* _Listing_

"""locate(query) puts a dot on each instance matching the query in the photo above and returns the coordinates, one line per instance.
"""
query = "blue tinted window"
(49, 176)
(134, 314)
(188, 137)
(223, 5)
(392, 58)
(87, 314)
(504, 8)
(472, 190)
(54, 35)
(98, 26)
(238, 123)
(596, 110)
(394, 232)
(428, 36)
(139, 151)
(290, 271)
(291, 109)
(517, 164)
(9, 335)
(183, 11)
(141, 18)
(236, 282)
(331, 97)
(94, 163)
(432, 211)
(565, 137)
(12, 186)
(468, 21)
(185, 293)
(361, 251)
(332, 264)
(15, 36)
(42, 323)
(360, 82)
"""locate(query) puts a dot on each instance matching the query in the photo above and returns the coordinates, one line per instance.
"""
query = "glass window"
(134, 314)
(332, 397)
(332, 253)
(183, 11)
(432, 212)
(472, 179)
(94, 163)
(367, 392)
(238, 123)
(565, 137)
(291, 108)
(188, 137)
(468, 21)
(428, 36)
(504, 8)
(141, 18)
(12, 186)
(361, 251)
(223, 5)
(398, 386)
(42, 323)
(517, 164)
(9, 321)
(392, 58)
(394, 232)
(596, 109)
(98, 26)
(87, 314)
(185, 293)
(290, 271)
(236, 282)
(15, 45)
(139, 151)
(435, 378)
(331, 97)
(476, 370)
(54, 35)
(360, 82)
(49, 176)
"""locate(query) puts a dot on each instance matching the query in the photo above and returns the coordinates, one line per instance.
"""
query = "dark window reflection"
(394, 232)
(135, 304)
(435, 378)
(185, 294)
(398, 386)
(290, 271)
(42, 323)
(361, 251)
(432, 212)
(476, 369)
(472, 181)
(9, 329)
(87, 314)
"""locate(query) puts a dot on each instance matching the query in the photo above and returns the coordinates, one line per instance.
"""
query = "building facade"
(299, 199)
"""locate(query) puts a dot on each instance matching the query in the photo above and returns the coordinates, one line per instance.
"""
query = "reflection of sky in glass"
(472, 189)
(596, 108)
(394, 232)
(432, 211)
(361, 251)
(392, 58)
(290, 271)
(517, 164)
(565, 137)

* _What is required_
Copy the lines above with every "window" changed to "pane" and everything else left as it is.

* _Written reply_
"""locate(query) puts a dot on each instance matching the query in the photo above and returns the coordinates, one line per instance.
"""
query = "blue tinted pane"
(49, 176)
(134, 314)
(188, 137)
(223, 5)
(392, 58)
(87, 314)
(504, 8)
(472, 190)
(54, 35)
(98, 26)
(238, 123)
(596, 110)
(394, 232)
(428, 36)
(139, 151)
(290, 271)
(291, 109)
(517, 164)
(9, 335)
(183, 11)
(141, 18)
(236, 282)
(331, 97)
(94, 163)
(432, 211)
(565, 137)
(12, 186)
(468, 21)
(185, 293)
(361, 251)
(332, 264)
(15, 36)
(42, 323)
(360, 82)
"""locate(query) puts a dot on each instance matching the query in the photo above and returns the coordinates, one line per instance.
"""
query = "glass pane"
(134, 314)
(332, 397)
(332, 253)
(183, 11)
(432, 212)
(472, 179)
(94, 163)
(367, 392)
(238, 123)
(565, 137)
(291, 108)
(188, 137)
(468, 21)
(428, 36)
(504, 8)
(141, 18)
(12, 186)
(361, 251)
(223, 5)
(398, 386)
(42, 323)
(517, 164)
(9, 321)
(392, 58)
(394, 232)
(596, 109)
(98, 26)
(87, 314)
(185, 293)
(290, 271)
(236, 282)
(15, 45)
(139, 151)
(435, 378)
(331, 97)
(476, 370)
(54, 35)
(360, 82)
(49, 176)
"""locate(query) puts a dot on each instance matching the query in the photo above and returns the coordinates, one line per instance.
"""
query = "dark pane reflection"
(394, 232)
(135, 304)
(435, 378)
(185, 294)
(398, 386)
(290, 271)
(42, 323)
(361, 251)
(432, 212)
(476, 369)
(472, 181)
(9, 329)
(87, 314)
"""locate(query) puts a dot on each instance matching the query in the photo above and returns the coordinates, one line per instance.
"""
query = "building facade"
(299, 199)
"""locate(query) puts a dot on each instance matching the query in the photo above and returns the coordinates, one line per instance.
"""
query = "reflection of sky in glass"
(472, 189)
(596, 108)
(394, 232)
(432, 211)
(361, 251)
(392, 58)
(290, 271)
(517, 164)
(565, 137)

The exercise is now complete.